# REQUIREMENT
Reproduce verbatim the passage of the aerial object detection article from "Oriented object detection" up to and including "two major problems.".

# SUPPLIED TEXT
Aerial Object Detection: Deep learning approaches and applications

Aerial object detection is a breakthrough technique in deep learning and has gained remarkable significance in various industries, revolutionizing the way specific objects are tracked and analyzed in images or video streams. Object detection in natural images has witnessed significant advancements however the complexities of aerial images present unique challenges that require tailored approaches. While natural images capture objects from various profiles such as front view or side view, aerial images, usually taken by satellites or drones, provide a top-down view that emphasizes the roof information of geospatial objects

Fig 1: Natural Image1

Fig 2: Aerial Image1

The distinctive characteristics of aerial images such as arbitrary orientations, scale variations, nonuniform object densities, and large aspect ratios make image interpretation a challenging task. At present, various Earth Vision technologies enable us to observe Earth’s surface with aerial images. Specific mathematical tools and numerical algorithms are necessary for interpreting these images since they are typically very huge in resolution. The right model for aerial object detection will help us facilitate the critical role it plays in real-world applications such as urban planning, agriculture management, disaster relief, and surveillance

Oriented object detection involves detecting and localizing objects in images or videos while also estimating their orientation or rotation. The arbitrary orientation of objects caused by overhead view is the main difference between natural images and aerial images. It causes two major problems.

# ITEMS

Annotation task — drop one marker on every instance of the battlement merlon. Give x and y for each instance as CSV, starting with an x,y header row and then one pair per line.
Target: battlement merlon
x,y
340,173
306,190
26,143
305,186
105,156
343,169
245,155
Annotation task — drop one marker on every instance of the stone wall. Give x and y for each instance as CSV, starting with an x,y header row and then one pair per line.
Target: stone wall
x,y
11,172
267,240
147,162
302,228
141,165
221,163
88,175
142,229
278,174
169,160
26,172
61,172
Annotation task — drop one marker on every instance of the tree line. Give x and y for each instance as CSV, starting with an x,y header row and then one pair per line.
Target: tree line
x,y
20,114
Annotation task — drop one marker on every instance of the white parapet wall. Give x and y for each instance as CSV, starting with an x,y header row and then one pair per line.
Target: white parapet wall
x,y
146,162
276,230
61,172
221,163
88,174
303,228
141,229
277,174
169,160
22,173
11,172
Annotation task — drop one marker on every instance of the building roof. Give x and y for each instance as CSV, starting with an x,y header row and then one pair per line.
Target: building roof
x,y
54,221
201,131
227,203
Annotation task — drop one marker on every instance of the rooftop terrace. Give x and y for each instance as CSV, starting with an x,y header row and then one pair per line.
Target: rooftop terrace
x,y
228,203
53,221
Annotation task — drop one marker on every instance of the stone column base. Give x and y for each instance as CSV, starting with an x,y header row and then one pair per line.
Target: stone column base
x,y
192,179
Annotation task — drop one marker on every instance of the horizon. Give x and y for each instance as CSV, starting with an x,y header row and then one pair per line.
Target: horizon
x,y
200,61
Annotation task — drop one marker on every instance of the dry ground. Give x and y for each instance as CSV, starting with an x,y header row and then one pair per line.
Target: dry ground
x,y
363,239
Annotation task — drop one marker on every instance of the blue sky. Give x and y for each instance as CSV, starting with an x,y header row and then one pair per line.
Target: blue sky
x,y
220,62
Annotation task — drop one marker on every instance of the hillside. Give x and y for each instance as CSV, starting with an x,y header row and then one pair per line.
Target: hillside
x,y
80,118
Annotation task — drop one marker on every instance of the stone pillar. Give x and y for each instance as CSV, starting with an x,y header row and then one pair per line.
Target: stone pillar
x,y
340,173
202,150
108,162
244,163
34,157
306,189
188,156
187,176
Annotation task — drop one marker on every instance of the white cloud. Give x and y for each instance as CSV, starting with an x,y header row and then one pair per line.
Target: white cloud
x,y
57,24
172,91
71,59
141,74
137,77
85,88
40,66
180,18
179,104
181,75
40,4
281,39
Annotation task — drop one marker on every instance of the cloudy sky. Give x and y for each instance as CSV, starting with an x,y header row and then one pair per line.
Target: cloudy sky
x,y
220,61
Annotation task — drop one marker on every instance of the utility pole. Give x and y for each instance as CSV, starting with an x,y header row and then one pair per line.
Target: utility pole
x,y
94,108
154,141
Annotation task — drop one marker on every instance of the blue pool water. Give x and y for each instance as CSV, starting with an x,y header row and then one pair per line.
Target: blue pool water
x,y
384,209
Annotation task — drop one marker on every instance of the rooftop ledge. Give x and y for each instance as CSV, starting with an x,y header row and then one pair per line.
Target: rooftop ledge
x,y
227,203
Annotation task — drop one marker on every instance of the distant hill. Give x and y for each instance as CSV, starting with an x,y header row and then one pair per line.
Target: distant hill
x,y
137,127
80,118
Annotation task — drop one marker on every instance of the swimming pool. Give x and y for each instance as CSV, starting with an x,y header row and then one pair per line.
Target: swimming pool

# RESPONSE TO THIS EXERCISE
Oriented object detection involves detecting and localizing objects in images or videos while also estimating their orientation or rotation. The arbitrary orientation of objects caused by overhead view is the main difference between natural images and aerial images. It causes two major problems.